> Problem A
List every personal name that appears in the convention account.
> Problem B
Decide whether each statement agrees with the convention account, answering yes or no and quoting the words that settle it: (i) The writer phones from the parking lot in front of the Main building at Vassar. (ii) This is the first time anyone has offered the writer an honorarium. (iii) The writer felt the same way at last year's convention.
> Problem C
Please rewrite the stretch of the convention account from "I call from" through "Amber’s vending table.", replacing "train station" with "bus station".

There is no such thing in anyone's life as an unimportant day.  

-Alexander Woollcott

 


No Such Convention 2013

Thomm  
I swear I typically look less goony.
(C) Colleen

I call from the parking lot in front of the Main building at Vassar to let the staff know that I’ve arrived, as per written their request. The person who answers asks exactly where "here" is, if I need someone to pick me up at a train station or airport. I don’t know what I am expecting from No Such Convention - aside from their gracious addition to my bank account and bump to my publicity - but it is not to have someone sent out to guide me to the same spot I occupied last year, next to Amber’s vending table.

I don’t know what benefits being a guest here affords me. I already annoyed an email list to the point of hate mail by mentioning I was pretty blown away with the notion of being a paid guest at a convention. I am not the sort to demand a brandy snifter full of brown M&Ms for public appearances. This is the first time anyone has dared suggest I am worth an honorarium. Frankly, any increase in fame cows me, as though allowing myself into the role of minor celebrity (which seems to be expected of someone who writes legitimately published books) marks me as a hopeless egomaniac.

I feel nearly weightless with the anticipation of this convention, which is rather a welcomed change from last year, where there seemed to be no separation between my grandmother’s funeral and NonCon. I jump off steps and curbs as if to challenge gravity to hold me down. The loads of shelving and tables I carry from Amber’s car seems to have no mass.

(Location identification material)
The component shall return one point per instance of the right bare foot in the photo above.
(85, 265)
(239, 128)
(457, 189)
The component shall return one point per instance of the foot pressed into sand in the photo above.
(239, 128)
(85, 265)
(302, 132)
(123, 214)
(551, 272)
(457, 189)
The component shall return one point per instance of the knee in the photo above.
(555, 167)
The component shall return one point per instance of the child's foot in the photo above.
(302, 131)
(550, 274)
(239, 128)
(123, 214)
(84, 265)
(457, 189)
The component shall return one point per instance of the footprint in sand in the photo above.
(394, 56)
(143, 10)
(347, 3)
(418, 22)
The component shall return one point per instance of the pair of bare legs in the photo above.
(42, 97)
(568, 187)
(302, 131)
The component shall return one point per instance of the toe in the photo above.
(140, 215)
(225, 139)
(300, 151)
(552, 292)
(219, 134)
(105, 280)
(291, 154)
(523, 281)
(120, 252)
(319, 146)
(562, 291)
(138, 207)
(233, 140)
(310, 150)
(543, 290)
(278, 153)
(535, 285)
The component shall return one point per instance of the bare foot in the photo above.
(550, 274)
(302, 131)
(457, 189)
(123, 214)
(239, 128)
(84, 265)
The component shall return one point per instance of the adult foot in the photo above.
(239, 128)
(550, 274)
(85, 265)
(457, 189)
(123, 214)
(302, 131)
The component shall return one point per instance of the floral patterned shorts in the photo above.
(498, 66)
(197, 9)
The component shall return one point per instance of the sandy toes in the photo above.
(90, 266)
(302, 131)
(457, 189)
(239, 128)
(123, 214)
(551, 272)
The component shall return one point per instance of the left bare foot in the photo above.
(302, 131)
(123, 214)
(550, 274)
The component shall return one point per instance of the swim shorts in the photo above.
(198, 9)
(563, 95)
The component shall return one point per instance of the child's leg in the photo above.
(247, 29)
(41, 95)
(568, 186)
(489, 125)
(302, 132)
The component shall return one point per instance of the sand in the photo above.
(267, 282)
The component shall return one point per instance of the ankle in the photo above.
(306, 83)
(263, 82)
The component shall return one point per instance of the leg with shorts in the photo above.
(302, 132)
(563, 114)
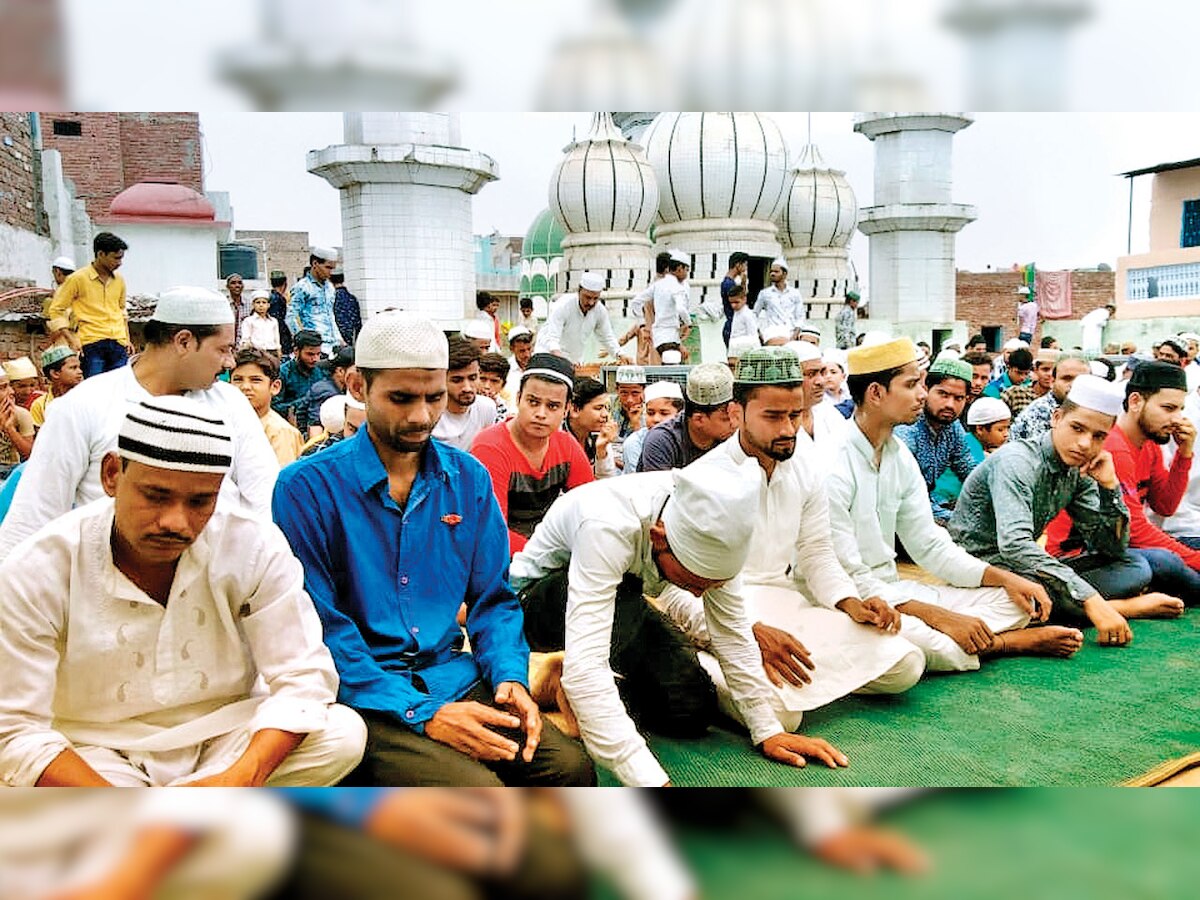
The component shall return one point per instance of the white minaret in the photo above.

---

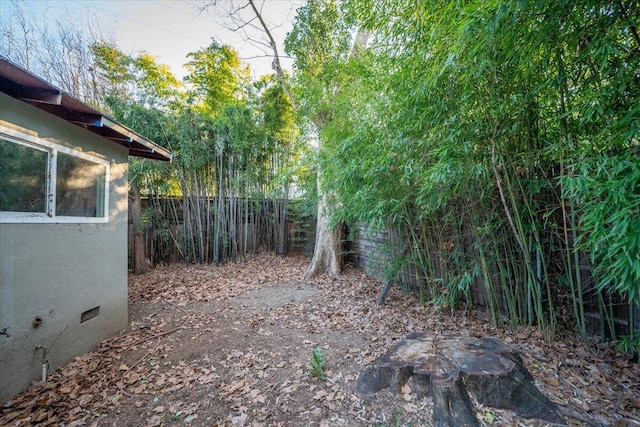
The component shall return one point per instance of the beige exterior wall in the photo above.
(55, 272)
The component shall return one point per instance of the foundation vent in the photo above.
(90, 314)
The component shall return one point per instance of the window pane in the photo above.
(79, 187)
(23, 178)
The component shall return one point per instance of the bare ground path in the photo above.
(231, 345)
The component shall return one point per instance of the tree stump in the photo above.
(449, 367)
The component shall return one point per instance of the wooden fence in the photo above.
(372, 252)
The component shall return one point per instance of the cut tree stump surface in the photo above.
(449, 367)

> Task output A
Alexander Woollcott, Thomm, Colleen, Amber

> Task output B
(i) Yes: "I call from the parking lot in front of the Main building at Vassar to let the staff know that I’ve arrived"
(ii) Yes: "This is the first time anyone has dared suggest I am worth an honorarium."
(iii) No: "which is rather a welcomed change from last year"

> Task output C
I call from the parking lot in front of the Main building at Vassar to let the staff know that I’ve arrived, as per written their request. The person who answers asks exactly where "here" is, if I need someone to pick me up at a bus station or airport. I don’t know what I am expecting from No Such Convention - aside from their gracious addition to my bank account and bump to my publicity - but it is not to have someone sent out to guide me to the same spot I occupied last year, next to Amber’s vending table.